» **What you will do**
Reprint the full listing exactly.

» **Material provided**
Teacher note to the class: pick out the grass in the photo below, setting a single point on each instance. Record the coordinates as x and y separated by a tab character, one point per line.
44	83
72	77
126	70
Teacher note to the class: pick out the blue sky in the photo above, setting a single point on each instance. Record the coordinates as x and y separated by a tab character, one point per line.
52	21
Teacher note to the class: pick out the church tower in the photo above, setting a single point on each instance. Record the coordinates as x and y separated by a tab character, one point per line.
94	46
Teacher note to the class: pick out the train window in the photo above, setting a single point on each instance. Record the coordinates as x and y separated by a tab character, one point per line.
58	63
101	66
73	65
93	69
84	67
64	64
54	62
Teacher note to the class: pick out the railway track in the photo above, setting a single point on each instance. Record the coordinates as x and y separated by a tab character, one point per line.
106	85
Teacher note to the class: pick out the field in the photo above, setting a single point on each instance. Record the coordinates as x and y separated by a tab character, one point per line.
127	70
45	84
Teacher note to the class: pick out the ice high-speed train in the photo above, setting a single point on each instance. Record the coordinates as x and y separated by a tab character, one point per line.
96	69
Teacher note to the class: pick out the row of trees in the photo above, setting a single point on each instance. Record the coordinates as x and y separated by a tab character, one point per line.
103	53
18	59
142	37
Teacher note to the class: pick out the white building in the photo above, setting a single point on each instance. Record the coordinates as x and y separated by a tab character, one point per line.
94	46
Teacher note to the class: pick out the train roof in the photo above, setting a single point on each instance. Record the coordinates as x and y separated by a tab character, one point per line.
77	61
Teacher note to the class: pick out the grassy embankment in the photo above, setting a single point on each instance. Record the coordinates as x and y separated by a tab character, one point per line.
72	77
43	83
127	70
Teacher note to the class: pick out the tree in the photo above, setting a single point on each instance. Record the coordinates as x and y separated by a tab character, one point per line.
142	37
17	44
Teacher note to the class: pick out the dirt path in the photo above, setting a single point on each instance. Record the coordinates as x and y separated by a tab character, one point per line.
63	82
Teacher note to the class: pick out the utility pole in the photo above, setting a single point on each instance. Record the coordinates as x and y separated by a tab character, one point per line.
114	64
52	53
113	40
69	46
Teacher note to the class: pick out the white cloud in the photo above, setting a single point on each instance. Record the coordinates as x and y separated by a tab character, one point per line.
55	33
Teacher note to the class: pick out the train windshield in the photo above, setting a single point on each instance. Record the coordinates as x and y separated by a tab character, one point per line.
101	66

» **Solution**
Teacher note to the class: pick out the grass in the photo below, setting a single point on each instance. Record the coordinates as x and y separated by a tab character, one point per line.
44	83
72	77
126	70
Teacher note to the class: pick out the blue sky in the photo above, setting a single point on each instance. Record the coordinates as x and y separated by a tab character, one point per line.
52	21
Teacher note to the class: pick out the church tower in the photo above, setting a single point on each instance. Record the coordinates as x and y separated by a tab character, one point per line.
94	46
Teacher note to the class: pick out the train window in the photo above, setting a single point on each instance. Record the coordinates as x and y separated by a tab character, one point per line.
58	63
101	66
73	65
93	69
84	67
64	64
54	62
Teacher note to the class: pick out the railway track in the photo above, setting a single point on each instance. Record the coordinates as x and y separated by a tab character, one point per line.
106	85
Teacher note to the class: pick out the field in the photo above, setting a single point on each instance. Record the coordinates as x and y separated by a tab character, one point per line.
127	70
45	84
Teacher note to the class: pick out the ice high-speed train in the photo above, setting a single point on each instance. Record the coordinates as x and y separated by a tab character, one point per line.
96	69
Teacher note to the class: pick out the row of trees in the photo above, setting a single point on each instance. Record the coordinates as x and y separated by a tab character, one point per line.
103	53
18	59
142	37
Teacher note to the class: pick out the white building in the photo above, setting a single point on each instance. Record the coordinates as x and y separated by a tab character, one point per line.
94	46
Teacher note to the class: pick out the train roof in the photo above, setting a single point on each instance. Record the coordinates as x and y separated by a tab character, one point per line.
77	61
Teacher note to the class: pick out the grassy embankment in the photo above, setting a single point on each instance. Record the coordinates as x and y separated by a tab character, one point per line.
72	77
43	83
127	70
Teacher note to the class: pick out the tree in the photo above, setting a single point on each instance. Record the coordinates as x and y separated by a tab character, one point per line.
142	37
17	44
Teacher note to the class: pick out the dirt path in the photo above, setting a single point on each instance. Record the coordinates as x and y separated by a tab character, one point per line.
63	82
Teacher note to the class: pick out the utility pole in the photo above, setting a single point on each instance. Record the coordinates as x and y separated by a tab character, one point per line.
114	64
52	53
113	40
69	46
Teacher note to the class: pick out the white cloud in the photo above, setting a single point on each instance. Record the coordinates as x and y separated by a tab character, one point per line.
55	33
Teacher note to the class: pick out the train windshield in the photo above, setting a single point on each instance. Record the coordinates as x and y separated by a tab character, one point per line.
101	66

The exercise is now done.